§ **YOUR OBJECTIVE**
Convert the lines of the records below into a JSON list of strings, one string per line, leaving out blank lines and covering every record.

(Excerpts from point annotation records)
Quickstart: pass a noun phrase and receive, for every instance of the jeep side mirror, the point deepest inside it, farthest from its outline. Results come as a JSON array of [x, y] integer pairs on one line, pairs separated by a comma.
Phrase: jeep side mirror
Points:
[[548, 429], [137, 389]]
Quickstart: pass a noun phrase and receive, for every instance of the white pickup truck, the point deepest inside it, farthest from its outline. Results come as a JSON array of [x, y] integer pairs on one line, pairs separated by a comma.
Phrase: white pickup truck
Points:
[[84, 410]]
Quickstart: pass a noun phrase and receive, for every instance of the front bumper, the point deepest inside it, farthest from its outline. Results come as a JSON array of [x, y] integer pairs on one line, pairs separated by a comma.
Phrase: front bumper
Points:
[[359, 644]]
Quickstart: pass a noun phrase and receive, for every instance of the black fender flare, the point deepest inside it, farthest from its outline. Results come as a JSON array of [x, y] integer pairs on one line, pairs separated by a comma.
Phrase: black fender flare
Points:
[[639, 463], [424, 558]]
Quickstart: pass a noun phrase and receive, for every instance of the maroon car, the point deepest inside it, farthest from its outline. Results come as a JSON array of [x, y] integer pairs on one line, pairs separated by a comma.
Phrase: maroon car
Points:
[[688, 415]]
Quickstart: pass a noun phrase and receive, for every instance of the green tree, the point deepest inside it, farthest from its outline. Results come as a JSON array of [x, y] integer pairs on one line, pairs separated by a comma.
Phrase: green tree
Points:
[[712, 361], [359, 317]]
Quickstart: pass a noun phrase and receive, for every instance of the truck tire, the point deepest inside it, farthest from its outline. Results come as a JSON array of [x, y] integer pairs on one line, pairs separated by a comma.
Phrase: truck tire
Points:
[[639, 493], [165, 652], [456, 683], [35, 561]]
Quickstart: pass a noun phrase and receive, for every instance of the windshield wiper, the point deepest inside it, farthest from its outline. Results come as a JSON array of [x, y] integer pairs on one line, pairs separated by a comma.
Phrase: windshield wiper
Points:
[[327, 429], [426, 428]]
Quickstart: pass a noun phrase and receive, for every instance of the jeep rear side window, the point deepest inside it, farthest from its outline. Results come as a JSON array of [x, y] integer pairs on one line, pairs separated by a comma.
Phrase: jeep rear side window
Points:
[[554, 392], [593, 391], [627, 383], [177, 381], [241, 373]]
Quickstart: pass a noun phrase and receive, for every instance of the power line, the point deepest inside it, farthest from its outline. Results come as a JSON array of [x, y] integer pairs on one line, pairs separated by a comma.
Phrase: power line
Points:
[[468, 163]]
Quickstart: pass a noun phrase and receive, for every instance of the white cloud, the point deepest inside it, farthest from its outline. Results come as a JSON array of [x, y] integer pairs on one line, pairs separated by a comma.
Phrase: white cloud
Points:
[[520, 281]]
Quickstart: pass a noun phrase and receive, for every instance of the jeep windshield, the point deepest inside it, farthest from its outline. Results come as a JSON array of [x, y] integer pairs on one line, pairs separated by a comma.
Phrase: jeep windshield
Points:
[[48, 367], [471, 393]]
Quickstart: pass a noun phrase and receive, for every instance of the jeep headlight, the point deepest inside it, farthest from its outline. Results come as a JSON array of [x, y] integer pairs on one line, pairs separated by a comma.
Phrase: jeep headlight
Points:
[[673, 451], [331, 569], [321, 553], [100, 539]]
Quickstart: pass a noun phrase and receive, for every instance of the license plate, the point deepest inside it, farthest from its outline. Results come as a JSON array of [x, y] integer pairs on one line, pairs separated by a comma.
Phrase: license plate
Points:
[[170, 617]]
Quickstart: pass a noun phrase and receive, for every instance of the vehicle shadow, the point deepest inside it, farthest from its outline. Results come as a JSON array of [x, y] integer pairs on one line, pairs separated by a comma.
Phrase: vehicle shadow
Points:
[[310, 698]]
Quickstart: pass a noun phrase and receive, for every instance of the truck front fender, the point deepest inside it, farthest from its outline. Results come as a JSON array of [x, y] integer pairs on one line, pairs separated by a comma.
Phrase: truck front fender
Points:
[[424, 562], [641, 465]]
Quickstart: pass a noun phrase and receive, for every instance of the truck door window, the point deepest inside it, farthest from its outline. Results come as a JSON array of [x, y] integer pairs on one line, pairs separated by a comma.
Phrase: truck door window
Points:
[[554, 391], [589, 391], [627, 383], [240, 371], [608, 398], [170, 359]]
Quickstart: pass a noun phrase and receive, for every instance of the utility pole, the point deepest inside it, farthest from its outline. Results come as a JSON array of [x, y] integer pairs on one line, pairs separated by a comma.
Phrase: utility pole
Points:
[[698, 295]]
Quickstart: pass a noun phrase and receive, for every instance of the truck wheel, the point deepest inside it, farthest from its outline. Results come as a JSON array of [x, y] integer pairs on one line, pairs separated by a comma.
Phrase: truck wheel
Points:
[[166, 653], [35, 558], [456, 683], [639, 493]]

§ **RESULT FOR THIS EXERCISE**
[
  "Quickstart: pass a noun phrase and receive, for every instance of the jeep side mirror, the point deepest inside it, farthest from its outline. Results come as a JSON array of [x, y] integer pairs on one line, pairs separated by a comma.",
  "Phrase: jeep side mirror",
  "Points:",
  "[[548, 429], [137, 389]]",
  "Quickstart: pass a noun phrase and receive, for every instance of the white pickup truck, the point deepest inside it, farthest from its outline. Results come as a JSON array of [x, y] integer pairs on one line, pairs separated by a comma.",
  "Phrase: white pickup truck",
  "Points:",
  "[[84, 410]]",
  "Quickstart: pass a noun phrase and receive, for every instance of the front bumper, the point deepest inside it, farthest from its outline. Results come as a JSON array of [x, y] integer pairs on one line, pairs separated by a comma.",
  "Phrase: front bumper",
  "Points:",
  "[[359, 644]]",
  "Quickstart: pass a noun phrase and receive, for every instance of the black fender flare, the point deepest inside it, farthest from its outline. Results come as a JSON array of [x, y] integer pairs on one line, pairs separated by a comma.",
  "Phrase: black fender flare",
  "Points:",
  "[[639, 463], [424, 558]]",
  "Quickstart: pass a noun phrase and receive, for every instance of the maroon car, the point deepest inside it, farthest from its outline. Results come as a JSON array of [x, y] integer pairs on one line, pairs separated by a comma.",
  "Phrase: maroon car",
  "Points:",
  "[[688, 415]]",
  "Quickstart: pass a noun phrase and receive, for every instance of the green tree, the point deepest inside it, farthest from its outline. Results come as a JSON array of [x, y] integer pairs on one line, pairs separated by a comma.",
  "Phrase: green tree",
  "Points:",
  "[[712, 361], [359, 317]]",
  "Quickstart: pass a noun phrase and receive, for every instance of the truck tire, the point deepest inside it, farthest from its outline. Results come as a JSON array of [x, y] integer pairs on one line, pairs separated by a comma.",
  "Phrase: truck tire",
  "Points:",
  "[[639, 493], [165, 652], [456, 683], [35, 561]]",
  "Quickstart: pass a noun phrase and receive, for every instance of the windshield wiper, the point deepest inside it, farthest from its outline. Results come as a JSON array of [x, y] integer pairs on one line, pairs separated by a comma.",
  "Phrase: windshield wiper",
  "Points:",
  "[[327, 429], [426, 428]]",
  "Quickstart: pass a noun phrase and receive, for every instance of the jeep rear side window, the point deepest inside it, farthest from its outline. Results come as a JSON array of [x, y] integer pairs on one line, pairs separated by a comma.",
  "Phrase: jeep rear side window",
  "Points:",
  "[[554, 392], [593, 391], [627, 383], [177, 381], [241, 373]]",
  "Quickstart: pass a noun phrase and receive, for every instance of the power line, the point deepest inside it, farthest from its outline. Results come as a JSON array of [x, y] integer pairs on one line, pairs separated by a comma.",
  "Phrase: power line",
  "Points:",
  "[[468, 163]]",
  "Quickstart: pass a noun phrase and receive, for every instance of the white cloud, the point deepest inside it, farthest from its outline. Results come as a JSON array of [x, y] integer pairs on one line, pairs separated by a comma.",
  "Phrase: white cloud",
  "Points:",
  "[[520, 281]]",
  "Quickstart: pass a noun phrase and receive, for every instance of the jeep windshield, the point deepest inside it, farthest from its outline. Results come as a JSON array of [x, y] integer pairs on one line, pairs separated by a comma.",
  "Phrase: jeep windshield",
  "Points:",
  "[[48, 367], [471, 393]]",
  "Quickstart: pass a noun phrase and receive, for every instance of the jeep headlight, the point deepest inside it, farthest from its outline. Results come as a JSON array of [x, y] integer pairs on one line, pairs separated by a comma.",
  "Phrase: jeep headlight",
  "Points:",
  "[[673, 451], [331, 569], [321, 553], [100, 539]]",
  "Quickstart: pass a noun phrase and receive, for every instance of the license plate, the point deepest inside it, farthest from its outline. Results come as a JSON array of [x, y] integer pairs on one line, pairs separated by a comma.",
  "Phrase: license plate",
  "Points:",
  "[[170, 617]]",
  "Quickstart: pass a noun phrase and receive, for every instance of the vehicle shadow, the point deepest inside it, farthest from its outline. Results come as a JSON array of [x, y] integer pairs on one line, pairs separated by a comma.",
  "Phrase: vehicle shadow",
  "Points:",
  "[[310, 698]]",
  "Quickstart: pass a noun phrase and receive, for every instance of the truck front fender, the point deepest inside it, farthest from its outline. Results come as a JSON array of [x, y] integer pairs on one line, pairs separated by a comma.",
  "Phrase: truck front fender",
  "Points:",
  "[[424, 562], [641, 465]]",
  "Quickstart: pass a noun phrase and receive, for every instance of the truck door window, the point deepest inside it, farthest from its outline. Results come as a JSON array of [x, y] integer pairs on one line, pairs separated by a comma.",
  "Phrase: truck door window",
  "Points:",
  "[[554, 391], [589, 391], [627, 383], [240, 371], [608, 398], [170, 359]]",
  "Quickstart: pass a noun phrase and receive, for every instance of the utility pole, the point deepest inside it, farthest from its outline. Results come as a JSON array of [x, y] integer pairs on one line, pairs separated by a comma.",
  "Phrase: utility pole",
  "Points:",
  "[[698, 295]]",
  "Quickstart: pass a noun phrase and receive, for every instance of the truck wheel, the point deepest inside it, farthest from its outline. Results come as a JSON array of [x, y] integer pairs on one line, pairs separated by a comma.",
  "Phrase: truck wheel",
  "Points:",
  "[[166, 653], [35, 558], [456, 683], [639, 493]]"
]